Text ▸
As Rodriguez-Castillo points out, job loss has placed many people the center supports in situations of extreme financial stress. Many need food and shelter; some day laborers have had to live out of their cars because they cannot afford rent.

The center has responded in a few ways. In addition to working with schools, “we are also working so that employers know that the jornaleros are taking measures to protect themselves from COVID, so that they feel at ease about hiring them,” Rodriguez-Castillo says.

Additionally, the center has supported advocacy that in California resulted in a $75 million fund, boosted with $50 million in philanthropy, that is helping provide $500 cash payments for undocumented workers. It now serves as a distribution site for those $500 checks. It is estimated the state fund can provide $500 checks to 250,000 people—but that’s a fraction of the state’s 2.2 million or so undocumented residents.

Raw data ▸
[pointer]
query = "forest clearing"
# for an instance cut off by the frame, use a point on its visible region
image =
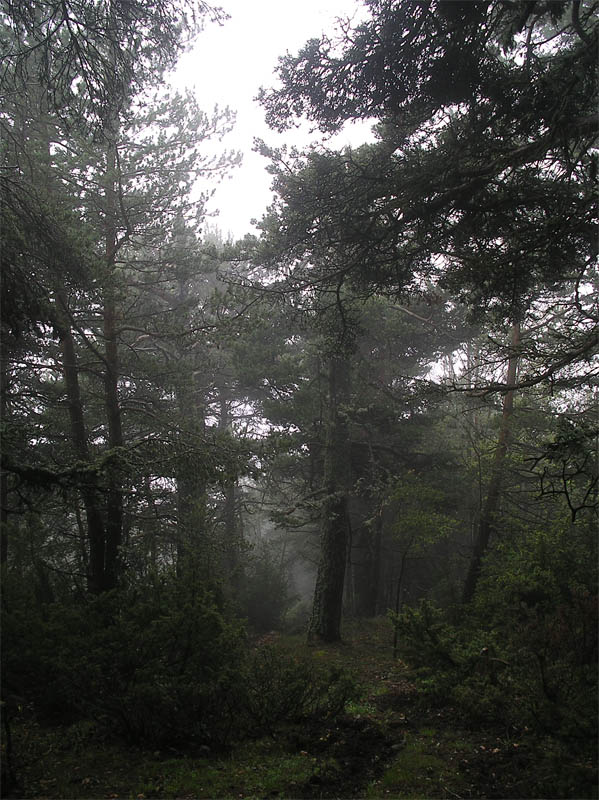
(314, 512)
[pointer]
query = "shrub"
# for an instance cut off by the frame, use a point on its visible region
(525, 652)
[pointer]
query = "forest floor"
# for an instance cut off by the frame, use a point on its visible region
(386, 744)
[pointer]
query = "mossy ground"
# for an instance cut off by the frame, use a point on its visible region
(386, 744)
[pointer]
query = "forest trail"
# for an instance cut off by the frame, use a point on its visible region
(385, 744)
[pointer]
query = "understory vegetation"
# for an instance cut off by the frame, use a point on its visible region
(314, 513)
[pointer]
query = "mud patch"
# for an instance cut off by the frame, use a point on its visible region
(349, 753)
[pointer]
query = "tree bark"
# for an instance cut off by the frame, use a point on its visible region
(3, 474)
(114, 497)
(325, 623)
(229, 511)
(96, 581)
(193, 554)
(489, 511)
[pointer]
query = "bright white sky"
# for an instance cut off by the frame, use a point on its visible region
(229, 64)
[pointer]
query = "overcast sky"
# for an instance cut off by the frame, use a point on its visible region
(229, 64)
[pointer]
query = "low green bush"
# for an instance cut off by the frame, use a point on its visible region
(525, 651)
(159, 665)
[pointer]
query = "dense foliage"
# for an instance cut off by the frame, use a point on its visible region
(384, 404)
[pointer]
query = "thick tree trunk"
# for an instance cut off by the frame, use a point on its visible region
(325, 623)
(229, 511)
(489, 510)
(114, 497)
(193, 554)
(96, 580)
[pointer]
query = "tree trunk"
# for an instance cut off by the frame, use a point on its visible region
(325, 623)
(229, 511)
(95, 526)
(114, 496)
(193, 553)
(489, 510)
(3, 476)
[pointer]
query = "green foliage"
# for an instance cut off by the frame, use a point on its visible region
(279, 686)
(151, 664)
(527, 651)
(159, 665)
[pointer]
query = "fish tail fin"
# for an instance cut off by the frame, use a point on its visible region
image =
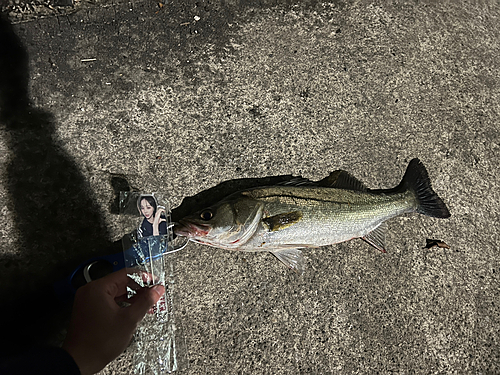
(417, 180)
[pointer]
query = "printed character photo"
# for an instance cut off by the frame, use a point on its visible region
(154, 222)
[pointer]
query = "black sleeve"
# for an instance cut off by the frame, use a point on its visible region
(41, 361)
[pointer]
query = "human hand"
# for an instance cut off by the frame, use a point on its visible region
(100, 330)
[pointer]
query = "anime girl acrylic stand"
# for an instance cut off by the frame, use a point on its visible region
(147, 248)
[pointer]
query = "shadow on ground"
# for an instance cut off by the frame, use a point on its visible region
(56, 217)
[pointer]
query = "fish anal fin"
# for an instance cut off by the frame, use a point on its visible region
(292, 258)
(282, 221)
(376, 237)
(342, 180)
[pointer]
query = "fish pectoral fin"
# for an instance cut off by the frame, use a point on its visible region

---

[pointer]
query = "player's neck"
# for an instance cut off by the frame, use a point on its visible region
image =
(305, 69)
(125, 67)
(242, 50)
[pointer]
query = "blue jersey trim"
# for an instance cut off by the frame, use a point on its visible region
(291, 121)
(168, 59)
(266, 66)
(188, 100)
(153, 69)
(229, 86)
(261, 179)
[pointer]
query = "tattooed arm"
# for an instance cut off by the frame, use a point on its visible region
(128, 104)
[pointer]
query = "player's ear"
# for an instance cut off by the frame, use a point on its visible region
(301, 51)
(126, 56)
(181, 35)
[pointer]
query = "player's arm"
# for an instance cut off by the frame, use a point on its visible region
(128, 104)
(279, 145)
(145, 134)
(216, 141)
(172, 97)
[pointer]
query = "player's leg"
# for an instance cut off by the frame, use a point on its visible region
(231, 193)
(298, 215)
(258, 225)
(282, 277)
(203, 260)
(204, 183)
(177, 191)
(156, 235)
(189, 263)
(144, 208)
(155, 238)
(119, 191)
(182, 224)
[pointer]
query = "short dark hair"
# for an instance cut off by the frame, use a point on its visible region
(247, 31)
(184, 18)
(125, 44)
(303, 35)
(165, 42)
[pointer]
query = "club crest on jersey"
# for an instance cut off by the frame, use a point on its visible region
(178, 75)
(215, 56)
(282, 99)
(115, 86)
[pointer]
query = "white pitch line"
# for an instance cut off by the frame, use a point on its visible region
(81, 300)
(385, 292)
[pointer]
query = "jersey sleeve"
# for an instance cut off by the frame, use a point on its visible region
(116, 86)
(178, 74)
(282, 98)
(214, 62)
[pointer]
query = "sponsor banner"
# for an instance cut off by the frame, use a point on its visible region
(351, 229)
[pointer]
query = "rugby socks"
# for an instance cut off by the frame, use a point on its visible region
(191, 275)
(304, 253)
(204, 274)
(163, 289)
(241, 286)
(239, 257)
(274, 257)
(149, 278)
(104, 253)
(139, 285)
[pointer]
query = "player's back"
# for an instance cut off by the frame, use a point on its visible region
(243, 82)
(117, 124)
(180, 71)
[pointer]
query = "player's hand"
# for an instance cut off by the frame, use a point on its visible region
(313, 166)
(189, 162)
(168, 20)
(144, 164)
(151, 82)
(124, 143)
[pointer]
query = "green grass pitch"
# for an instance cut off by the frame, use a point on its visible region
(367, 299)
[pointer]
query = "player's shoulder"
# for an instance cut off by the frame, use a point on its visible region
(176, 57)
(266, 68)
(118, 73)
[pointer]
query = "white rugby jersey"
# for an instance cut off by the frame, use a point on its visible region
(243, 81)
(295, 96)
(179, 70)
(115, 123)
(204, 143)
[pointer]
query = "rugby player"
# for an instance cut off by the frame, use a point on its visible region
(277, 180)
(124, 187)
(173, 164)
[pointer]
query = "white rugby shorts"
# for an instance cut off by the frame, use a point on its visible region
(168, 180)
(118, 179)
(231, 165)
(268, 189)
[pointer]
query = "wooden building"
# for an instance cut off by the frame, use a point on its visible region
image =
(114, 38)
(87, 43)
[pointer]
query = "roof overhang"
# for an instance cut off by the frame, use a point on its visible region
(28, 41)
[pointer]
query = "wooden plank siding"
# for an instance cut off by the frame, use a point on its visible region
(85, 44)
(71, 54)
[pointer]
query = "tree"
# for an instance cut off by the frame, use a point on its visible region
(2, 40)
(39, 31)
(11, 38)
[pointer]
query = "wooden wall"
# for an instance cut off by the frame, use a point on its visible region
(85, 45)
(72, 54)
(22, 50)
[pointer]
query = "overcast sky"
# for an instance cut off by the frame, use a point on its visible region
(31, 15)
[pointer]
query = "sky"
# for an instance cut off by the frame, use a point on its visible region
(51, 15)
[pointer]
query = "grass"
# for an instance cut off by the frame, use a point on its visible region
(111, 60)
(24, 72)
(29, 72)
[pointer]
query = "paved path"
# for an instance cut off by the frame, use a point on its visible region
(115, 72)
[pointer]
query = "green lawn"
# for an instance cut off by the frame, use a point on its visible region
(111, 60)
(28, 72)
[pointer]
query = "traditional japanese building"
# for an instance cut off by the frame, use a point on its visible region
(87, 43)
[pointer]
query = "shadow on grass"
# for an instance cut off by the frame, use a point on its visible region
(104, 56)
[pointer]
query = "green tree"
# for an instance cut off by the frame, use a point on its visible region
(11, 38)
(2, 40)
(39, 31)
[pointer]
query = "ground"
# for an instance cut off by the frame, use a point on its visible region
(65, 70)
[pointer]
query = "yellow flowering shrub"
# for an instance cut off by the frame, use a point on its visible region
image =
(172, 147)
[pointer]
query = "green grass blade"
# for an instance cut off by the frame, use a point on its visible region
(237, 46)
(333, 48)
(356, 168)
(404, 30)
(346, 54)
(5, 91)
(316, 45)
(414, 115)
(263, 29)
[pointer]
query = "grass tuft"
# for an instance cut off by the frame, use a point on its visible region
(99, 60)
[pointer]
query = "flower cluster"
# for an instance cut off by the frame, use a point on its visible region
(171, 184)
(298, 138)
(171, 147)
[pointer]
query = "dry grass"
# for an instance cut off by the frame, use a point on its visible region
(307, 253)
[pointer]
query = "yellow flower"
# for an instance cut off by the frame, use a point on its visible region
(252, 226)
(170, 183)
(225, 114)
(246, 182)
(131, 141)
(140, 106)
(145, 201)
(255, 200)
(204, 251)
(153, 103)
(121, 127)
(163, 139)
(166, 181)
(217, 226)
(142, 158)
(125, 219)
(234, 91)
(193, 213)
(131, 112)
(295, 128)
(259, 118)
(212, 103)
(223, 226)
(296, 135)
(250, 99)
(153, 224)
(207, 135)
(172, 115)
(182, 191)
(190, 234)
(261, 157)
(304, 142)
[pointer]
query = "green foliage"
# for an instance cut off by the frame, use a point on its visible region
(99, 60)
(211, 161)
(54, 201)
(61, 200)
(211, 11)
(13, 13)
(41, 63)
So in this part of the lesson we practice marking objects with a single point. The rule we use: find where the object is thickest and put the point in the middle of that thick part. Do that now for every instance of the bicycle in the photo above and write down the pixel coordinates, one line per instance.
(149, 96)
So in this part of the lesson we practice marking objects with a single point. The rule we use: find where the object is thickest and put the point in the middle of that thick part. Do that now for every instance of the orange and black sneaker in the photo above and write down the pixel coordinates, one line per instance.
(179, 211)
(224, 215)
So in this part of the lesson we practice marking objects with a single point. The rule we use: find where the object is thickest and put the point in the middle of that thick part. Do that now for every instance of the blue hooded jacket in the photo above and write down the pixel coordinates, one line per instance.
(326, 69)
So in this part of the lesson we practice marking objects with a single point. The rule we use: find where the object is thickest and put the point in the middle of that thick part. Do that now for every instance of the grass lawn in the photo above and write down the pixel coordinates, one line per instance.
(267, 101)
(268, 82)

...

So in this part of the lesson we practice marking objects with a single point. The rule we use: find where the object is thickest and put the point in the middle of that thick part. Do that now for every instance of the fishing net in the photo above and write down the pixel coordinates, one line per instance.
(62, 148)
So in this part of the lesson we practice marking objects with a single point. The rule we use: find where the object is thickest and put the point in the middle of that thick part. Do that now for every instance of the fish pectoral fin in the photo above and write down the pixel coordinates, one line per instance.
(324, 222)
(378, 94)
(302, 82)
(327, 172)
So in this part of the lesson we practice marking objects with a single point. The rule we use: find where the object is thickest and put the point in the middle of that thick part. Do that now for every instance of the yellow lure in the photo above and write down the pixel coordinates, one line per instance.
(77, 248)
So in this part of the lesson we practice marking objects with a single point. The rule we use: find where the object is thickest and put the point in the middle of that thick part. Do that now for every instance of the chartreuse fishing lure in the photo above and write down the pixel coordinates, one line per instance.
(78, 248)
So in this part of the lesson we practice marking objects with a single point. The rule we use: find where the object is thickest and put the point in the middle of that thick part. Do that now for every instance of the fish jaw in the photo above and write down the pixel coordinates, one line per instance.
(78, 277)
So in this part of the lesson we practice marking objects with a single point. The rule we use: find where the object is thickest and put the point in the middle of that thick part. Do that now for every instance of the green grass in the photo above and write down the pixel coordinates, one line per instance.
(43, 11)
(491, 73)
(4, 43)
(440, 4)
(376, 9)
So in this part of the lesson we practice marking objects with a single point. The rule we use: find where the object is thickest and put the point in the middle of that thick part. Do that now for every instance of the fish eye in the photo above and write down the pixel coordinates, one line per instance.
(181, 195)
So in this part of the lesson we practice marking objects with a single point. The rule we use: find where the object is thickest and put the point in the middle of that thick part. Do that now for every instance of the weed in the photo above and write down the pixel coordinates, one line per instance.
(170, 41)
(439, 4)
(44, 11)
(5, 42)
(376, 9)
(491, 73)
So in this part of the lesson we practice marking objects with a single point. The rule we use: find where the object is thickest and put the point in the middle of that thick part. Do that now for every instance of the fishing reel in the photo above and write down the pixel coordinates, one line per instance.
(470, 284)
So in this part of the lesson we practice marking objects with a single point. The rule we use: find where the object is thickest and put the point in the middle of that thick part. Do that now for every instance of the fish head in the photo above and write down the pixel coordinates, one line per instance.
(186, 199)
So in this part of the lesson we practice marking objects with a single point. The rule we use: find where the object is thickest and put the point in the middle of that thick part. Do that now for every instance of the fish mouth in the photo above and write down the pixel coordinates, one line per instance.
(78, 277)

Task goal ▸
Summarize the text on the center's response to job loss in exactly three sentences.

Answer section ▸
Job loss has put many people the center supports under extreme financial stress: many need food and shelter, and some day laborers live out of their cars because they cannot afford rent. Besides working with schools, the center is letting employers know that the jornaleros are taking measures to protect themselves from COVID, so employers feel at ease hiring them. The center also supported advocacy that produced a $75 million California fund, boosted by $50 million in philanthropy, for $500 cash payments to undocumented workers, and it now serves as a distribution site for those checks, though the estimated 250,000 recipients are a fraction of the state's roughly 2.2 million undocumented residents.